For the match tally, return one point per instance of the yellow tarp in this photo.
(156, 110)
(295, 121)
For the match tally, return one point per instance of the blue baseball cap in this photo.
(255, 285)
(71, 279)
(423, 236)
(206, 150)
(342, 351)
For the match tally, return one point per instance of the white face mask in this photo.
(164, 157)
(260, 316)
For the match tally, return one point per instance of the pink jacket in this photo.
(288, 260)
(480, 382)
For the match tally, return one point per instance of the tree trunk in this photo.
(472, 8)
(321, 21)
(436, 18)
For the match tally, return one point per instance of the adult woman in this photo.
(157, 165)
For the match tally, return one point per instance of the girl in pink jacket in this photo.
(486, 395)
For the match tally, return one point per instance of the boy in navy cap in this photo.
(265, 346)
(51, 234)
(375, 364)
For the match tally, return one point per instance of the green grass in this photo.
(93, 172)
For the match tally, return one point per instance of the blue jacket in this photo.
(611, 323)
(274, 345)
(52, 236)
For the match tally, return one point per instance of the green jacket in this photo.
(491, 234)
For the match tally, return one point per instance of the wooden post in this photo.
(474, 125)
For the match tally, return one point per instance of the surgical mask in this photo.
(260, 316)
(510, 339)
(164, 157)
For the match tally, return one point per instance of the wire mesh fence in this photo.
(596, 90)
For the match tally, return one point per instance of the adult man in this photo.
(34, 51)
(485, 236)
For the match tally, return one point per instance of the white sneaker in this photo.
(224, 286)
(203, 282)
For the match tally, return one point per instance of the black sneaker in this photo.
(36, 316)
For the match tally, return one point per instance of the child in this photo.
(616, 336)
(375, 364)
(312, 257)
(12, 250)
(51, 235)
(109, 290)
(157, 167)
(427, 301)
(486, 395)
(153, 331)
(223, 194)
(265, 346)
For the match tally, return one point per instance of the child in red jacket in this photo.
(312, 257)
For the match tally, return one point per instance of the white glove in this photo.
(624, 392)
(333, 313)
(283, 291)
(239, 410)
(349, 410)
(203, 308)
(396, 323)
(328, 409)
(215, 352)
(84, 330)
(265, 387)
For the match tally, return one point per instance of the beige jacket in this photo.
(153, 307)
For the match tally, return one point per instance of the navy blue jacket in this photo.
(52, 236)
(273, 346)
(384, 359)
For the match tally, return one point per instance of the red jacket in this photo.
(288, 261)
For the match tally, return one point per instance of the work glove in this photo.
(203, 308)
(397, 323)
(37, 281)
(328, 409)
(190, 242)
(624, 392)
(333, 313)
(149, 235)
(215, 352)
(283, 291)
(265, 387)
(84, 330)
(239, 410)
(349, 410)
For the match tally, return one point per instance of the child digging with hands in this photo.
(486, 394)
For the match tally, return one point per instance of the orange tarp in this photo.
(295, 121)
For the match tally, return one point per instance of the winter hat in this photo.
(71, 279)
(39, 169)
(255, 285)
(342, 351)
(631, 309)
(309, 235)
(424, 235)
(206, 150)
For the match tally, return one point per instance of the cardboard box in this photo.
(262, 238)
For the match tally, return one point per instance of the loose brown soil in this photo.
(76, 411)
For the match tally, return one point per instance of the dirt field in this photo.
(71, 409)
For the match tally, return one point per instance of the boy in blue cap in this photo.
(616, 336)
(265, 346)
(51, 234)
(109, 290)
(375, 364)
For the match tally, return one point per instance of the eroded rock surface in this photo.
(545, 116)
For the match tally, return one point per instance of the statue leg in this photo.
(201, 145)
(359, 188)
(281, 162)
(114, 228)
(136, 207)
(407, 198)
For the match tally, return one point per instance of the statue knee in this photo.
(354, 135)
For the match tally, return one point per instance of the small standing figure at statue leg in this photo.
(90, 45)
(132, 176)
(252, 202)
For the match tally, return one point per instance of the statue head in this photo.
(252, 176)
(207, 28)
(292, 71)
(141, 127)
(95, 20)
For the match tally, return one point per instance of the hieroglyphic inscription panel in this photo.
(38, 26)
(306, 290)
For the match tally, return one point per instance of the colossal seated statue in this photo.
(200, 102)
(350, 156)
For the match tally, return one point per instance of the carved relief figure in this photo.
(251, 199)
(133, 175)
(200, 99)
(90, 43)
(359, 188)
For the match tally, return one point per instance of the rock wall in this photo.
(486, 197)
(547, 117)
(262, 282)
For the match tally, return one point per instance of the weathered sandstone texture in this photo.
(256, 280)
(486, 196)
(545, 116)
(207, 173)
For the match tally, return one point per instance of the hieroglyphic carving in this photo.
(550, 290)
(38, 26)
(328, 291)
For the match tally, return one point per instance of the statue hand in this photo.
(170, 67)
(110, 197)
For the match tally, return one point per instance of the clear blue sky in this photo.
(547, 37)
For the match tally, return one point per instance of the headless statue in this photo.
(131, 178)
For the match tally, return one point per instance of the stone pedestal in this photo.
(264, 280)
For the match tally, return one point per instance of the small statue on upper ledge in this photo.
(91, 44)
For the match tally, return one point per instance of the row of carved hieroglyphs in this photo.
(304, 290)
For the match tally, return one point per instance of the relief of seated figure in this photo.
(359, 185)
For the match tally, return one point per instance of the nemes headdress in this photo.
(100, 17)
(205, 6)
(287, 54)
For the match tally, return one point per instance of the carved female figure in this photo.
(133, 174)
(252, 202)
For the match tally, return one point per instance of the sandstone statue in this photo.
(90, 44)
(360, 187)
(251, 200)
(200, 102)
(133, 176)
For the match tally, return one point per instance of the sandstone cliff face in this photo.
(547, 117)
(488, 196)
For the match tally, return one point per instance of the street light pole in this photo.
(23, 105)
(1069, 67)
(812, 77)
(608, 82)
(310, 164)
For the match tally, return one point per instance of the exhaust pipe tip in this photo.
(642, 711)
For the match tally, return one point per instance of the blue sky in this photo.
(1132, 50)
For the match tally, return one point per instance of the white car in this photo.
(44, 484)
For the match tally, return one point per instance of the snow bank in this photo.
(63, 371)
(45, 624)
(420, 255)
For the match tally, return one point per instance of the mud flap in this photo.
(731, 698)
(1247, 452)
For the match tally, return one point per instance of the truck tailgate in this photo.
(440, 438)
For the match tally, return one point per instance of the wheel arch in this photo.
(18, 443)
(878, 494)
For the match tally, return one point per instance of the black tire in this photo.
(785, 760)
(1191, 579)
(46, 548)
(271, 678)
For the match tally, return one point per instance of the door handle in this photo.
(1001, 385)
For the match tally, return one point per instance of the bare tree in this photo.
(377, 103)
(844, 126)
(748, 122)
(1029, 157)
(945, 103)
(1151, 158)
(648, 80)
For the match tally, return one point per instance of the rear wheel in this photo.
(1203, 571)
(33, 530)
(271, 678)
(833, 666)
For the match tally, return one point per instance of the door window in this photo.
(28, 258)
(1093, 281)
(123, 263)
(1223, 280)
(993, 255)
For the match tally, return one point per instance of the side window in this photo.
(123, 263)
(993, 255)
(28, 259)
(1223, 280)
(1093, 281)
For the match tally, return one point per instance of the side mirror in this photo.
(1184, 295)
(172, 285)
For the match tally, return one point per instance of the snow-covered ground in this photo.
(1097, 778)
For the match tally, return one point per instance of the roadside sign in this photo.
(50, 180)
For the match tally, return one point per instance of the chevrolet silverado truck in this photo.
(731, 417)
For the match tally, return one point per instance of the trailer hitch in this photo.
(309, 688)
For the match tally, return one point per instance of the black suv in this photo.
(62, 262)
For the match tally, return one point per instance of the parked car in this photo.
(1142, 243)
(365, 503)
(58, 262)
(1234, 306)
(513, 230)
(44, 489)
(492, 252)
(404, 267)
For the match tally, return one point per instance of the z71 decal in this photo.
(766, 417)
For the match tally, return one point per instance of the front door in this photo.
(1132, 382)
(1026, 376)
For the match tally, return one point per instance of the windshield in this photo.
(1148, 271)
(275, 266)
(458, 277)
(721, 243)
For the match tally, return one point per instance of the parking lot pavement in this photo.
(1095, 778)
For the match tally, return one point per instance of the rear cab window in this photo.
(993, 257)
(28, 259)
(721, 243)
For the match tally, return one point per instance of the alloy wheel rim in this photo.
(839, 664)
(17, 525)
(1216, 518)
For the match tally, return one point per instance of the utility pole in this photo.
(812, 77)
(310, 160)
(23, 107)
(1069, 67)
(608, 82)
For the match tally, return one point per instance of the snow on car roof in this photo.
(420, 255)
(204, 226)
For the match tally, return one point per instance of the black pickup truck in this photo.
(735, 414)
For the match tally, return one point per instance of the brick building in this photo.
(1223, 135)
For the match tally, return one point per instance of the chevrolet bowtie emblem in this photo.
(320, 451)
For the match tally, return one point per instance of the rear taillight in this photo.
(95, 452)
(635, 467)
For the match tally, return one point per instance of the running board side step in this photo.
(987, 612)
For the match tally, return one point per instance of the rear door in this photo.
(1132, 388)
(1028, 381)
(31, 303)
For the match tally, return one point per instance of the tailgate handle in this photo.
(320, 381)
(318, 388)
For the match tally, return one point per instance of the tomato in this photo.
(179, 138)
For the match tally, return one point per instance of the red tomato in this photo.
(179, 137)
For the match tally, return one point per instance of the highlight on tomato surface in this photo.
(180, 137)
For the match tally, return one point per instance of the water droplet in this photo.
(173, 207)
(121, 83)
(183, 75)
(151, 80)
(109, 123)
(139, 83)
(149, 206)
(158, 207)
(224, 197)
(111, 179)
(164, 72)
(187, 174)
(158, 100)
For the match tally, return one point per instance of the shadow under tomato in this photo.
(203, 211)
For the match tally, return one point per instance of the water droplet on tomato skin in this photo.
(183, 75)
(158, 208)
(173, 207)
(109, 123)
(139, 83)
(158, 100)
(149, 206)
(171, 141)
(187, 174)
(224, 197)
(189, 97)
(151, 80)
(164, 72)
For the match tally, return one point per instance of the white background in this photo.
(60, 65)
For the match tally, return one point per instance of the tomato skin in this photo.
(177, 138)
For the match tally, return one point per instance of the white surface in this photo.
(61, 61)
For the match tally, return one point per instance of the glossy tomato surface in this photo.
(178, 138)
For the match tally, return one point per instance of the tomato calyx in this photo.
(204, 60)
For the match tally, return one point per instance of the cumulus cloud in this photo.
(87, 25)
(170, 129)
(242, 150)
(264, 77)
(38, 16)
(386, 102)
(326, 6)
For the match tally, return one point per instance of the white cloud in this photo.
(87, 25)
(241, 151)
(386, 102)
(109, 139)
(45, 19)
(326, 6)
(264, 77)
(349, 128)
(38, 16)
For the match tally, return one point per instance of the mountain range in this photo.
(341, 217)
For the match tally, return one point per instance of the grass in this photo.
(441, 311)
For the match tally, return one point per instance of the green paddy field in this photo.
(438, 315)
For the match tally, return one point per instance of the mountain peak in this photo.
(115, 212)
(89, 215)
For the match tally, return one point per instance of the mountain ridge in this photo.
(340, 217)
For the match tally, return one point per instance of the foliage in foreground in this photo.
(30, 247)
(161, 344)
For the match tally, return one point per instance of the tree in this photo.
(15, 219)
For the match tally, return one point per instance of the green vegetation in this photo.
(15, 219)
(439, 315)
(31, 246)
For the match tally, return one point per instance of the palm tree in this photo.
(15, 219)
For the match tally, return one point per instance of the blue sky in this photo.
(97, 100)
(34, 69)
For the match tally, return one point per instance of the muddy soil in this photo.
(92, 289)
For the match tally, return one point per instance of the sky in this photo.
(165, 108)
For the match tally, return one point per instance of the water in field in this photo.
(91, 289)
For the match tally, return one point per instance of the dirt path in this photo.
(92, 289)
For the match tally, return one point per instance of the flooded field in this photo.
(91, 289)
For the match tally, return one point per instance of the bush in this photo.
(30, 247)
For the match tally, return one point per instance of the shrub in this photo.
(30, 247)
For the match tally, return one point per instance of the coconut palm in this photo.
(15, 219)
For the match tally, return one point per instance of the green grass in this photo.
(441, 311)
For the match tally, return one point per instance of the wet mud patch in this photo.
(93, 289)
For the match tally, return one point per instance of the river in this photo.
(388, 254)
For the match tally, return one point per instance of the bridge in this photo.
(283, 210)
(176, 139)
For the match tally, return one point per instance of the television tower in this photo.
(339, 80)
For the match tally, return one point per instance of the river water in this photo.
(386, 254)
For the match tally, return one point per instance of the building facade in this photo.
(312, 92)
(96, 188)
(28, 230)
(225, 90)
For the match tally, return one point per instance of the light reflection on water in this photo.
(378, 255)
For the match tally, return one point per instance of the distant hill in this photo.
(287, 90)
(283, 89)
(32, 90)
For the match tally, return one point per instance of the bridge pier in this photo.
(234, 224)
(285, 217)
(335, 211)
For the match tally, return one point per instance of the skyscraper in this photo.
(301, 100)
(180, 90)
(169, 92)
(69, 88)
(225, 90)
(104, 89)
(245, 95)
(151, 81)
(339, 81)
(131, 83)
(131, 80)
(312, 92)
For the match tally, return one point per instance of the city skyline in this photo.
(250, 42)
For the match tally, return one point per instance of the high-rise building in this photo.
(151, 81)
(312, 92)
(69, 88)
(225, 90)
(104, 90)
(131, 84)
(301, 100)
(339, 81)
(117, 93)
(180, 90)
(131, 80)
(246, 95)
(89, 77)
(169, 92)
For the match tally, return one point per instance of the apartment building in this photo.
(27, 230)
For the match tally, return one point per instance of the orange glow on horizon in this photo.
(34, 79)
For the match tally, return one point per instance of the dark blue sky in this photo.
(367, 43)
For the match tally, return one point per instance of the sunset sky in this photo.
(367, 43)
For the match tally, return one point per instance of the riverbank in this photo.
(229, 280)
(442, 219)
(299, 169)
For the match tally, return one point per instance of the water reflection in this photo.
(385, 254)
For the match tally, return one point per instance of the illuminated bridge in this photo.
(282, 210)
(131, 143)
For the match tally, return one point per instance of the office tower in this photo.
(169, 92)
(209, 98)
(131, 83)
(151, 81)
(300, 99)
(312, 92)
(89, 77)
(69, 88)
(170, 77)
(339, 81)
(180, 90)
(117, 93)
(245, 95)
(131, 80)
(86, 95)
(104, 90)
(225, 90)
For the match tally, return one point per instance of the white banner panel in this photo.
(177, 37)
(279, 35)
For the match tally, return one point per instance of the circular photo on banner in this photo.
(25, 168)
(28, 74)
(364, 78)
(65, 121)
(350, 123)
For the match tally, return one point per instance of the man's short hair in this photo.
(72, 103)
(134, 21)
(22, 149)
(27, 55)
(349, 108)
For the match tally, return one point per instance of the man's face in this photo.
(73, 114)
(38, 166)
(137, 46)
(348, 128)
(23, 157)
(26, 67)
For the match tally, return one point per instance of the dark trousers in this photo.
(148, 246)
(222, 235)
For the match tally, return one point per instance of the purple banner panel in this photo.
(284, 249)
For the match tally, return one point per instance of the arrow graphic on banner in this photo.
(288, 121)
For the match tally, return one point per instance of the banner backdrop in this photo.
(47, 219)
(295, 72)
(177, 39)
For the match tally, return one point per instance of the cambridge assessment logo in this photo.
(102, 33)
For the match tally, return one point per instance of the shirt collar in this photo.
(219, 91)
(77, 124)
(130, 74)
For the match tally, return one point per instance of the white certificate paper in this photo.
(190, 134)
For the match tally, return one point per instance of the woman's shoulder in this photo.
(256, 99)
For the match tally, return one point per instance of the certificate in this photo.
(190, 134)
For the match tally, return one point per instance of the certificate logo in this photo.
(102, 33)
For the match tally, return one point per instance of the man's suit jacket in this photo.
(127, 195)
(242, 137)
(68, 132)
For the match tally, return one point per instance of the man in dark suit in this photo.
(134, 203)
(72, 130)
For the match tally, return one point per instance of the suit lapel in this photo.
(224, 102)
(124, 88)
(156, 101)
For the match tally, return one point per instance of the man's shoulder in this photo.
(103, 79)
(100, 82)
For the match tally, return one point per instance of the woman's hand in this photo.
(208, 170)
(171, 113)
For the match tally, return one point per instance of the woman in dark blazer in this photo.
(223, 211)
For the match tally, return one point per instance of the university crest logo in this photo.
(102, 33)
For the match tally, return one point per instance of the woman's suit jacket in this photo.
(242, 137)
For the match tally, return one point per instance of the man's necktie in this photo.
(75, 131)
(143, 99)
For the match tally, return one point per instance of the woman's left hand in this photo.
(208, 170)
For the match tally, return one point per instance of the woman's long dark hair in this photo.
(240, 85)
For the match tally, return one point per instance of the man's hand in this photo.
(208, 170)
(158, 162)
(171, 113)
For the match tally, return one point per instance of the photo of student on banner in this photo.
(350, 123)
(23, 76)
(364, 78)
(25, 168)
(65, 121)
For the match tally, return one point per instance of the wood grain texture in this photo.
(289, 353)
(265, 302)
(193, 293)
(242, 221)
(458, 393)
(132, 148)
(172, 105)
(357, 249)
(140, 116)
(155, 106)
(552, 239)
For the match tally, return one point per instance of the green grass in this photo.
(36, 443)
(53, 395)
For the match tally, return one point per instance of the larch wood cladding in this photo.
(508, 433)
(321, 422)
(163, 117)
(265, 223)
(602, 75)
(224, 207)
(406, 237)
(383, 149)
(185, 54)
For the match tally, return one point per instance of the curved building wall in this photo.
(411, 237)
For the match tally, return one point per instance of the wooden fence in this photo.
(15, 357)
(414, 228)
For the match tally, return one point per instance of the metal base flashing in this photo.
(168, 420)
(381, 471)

-*-*-

■ Challenge: Extract the closing run of lines, starting with the one containing "necktie in this photo." and ending at the last, exactly as written.

■ Answer:
For the match tally, return one point per instance of the man's necktie in this photo.
(75, 131)
(143, 99)
For the match tally, return one point per instance of the woman's left hand in this photo.
(208, 170)
For the match tally, return one point per instance of the woman's long dark hair in this photo.
(240, 85)
For the match tally, return one point per instance of the man's hand in this photo.
(208, 170)
(158, 162)
(171, 113)
For the match tally, return one point per instance of the photo of student on banner in this photo.
(350, 123)
(23, 76)
(364, 78)
(25, 168)
(65, 121)
For the match tally, return one point per instance of the wood grain texture in this photo.
(289, 353)
(265, 302)
(193, 293)
(242, 221)
(458, 393)
(132, 148)
(172, 105)
(357, 249)
(140, 116)
(155, 106)
(552, 239)
For the match tally, return one point per instance of the green grass in this photo.
(36, 443)
(53, 395)
For the match tally, return one point per instance of the larch wood cladding in this photo.
(508, 433)
(321, 422)
(163, 117)
(265, 223)
(602, 75)
(224, 207)
(406, 237)
(383, 149)
(185, 54)
For the match tally, return one point per instance of the curved building wall in this photo.
(411, 237)
For the match tally, return one point per instance of the wooden fence in this photo.
(15, 357)
(414, 228)
For the match tally, return one point per instance of the metal base flashing in this photo.
(168, 420)
(381, 471)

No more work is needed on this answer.